* [DATA]
┌──
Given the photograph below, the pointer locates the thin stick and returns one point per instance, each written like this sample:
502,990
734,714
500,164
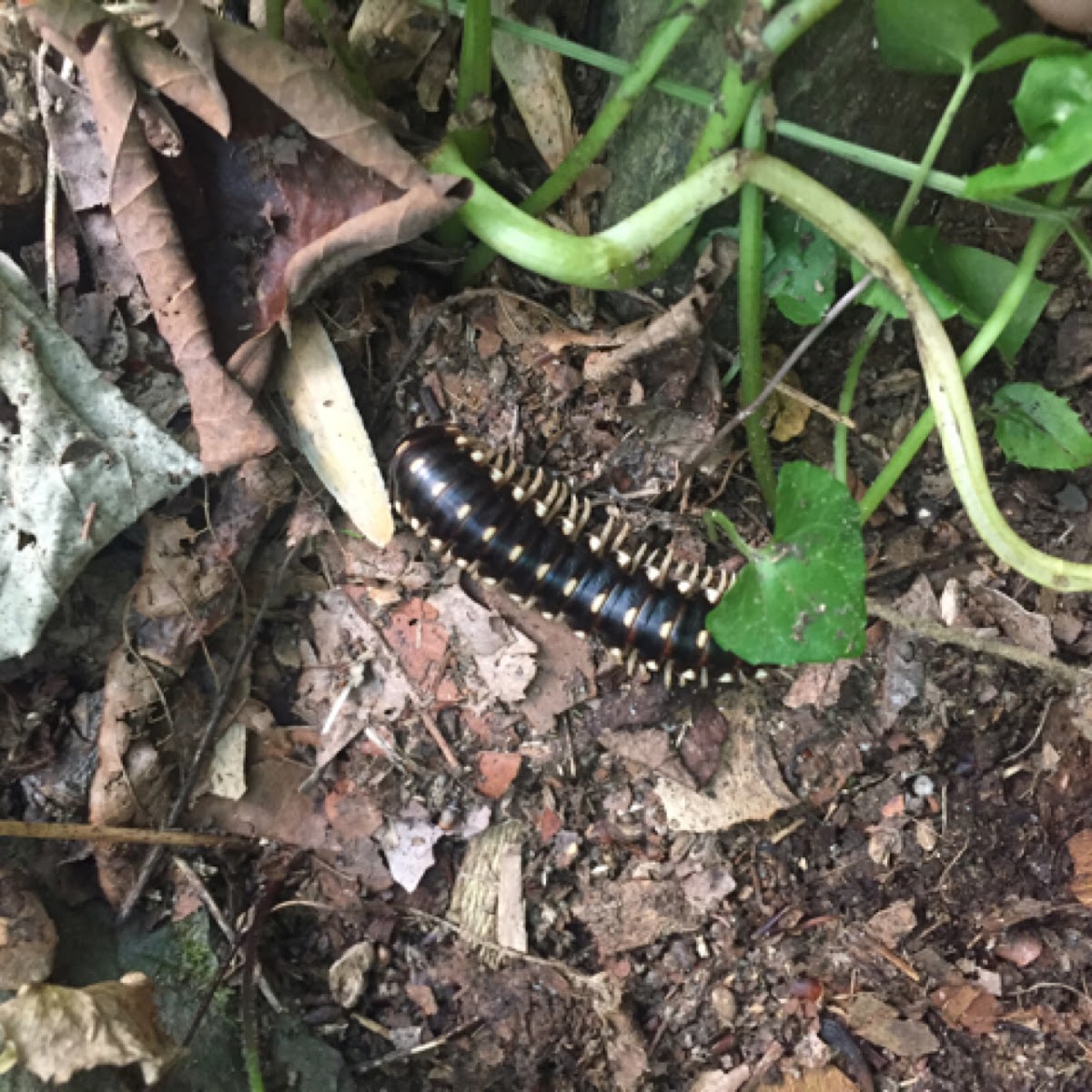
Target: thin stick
└──
* [WHAT IS REQUIRED] Output every entry above verbatim, but leave out the pictures.

* [OUTPUT OF THE EXERCISE]
Given the photograph below, the pointer locates the thin stick and returns one point per instance, each written like this sample:
502,990
734,714
500,164
Target: thin stick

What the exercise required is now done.